--- START RECORDS PROVIDED ---
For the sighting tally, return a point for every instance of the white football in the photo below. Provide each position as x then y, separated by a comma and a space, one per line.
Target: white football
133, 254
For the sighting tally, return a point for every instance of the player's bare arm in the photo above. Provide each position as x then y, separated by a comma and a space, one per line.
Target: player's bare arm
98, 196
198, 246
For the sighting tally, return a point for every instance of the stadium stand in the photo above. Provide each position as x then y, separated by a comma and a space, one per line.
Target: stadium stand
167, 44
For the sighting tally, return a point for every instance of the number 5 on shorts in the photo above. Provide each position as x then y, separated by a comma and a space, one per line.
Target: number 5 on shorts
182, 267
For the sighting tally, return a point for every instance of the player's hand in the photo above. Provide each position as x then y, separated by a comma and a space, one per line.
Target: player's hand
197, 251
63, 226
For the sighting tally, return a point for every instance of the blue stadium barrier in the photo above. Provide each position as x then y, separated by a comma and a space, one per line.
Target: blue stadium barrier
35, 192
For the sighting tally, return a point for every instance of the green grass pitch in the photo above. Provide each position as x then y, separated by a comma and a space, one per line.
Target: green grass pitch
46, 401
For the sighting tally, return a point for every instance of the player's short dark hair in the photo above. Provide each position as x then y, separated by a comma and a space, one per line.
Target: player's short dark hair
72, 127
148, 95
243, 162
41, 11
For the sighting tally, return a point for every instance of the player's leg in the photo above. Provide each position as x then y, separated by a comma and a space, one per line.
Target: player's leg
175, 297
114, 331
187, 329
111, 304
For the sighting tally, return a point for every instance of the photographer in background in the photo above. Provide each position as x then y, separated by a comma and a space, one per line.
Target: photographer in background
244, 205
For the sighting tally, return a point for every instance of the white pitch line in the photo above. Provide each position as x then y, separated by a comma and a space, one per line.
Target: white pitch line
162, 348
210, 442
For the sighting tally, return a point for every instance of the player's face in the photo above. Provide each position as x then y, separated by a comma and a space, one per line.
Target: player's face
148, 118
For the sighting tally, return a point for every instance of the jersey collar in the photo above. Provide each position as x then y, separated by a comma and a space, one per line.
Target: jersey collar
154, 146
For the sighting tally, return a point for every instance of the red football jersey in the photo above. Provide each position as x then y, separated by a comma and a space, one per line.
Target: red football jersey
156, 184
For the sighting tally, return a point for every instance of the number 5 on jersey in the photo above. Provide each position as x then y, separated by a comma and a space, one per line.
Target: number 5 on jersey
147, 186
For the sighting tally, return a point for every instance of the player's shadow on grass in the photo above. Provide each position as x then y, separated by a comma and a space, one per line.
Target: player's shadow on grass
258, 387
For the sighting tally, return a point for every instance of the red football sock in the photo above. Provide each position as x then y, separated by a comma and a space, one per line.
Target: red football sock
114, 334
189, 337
--- END RECORDS PROVIDED ---
Please turn the items above, from the line containing "on jersey in" through the end, into a numbered list, leaving out any blank lines.

1. For the sighting tally, return a point for every instance of the number 5 on jersey in the photo above. Provide each position as x then y, separated by a comma and a space, one per line.
2. Target: number 5 on jersey
3. 147, 186
4. For the sighting tally, return a point for every instance of the player's shadow on grass in the photo above. Provide each position as x then y, separated by a comma and a space, one per line.
5. Target: player's shadow on grass
6. 258, 387
7. For the sighting tally, return a point for every instance of the red football sock in the photo above. Provide each position as x then y, separated by a comma and a space, one per line.
8. Target: red football sock
9. 114, 334
10. 189, 337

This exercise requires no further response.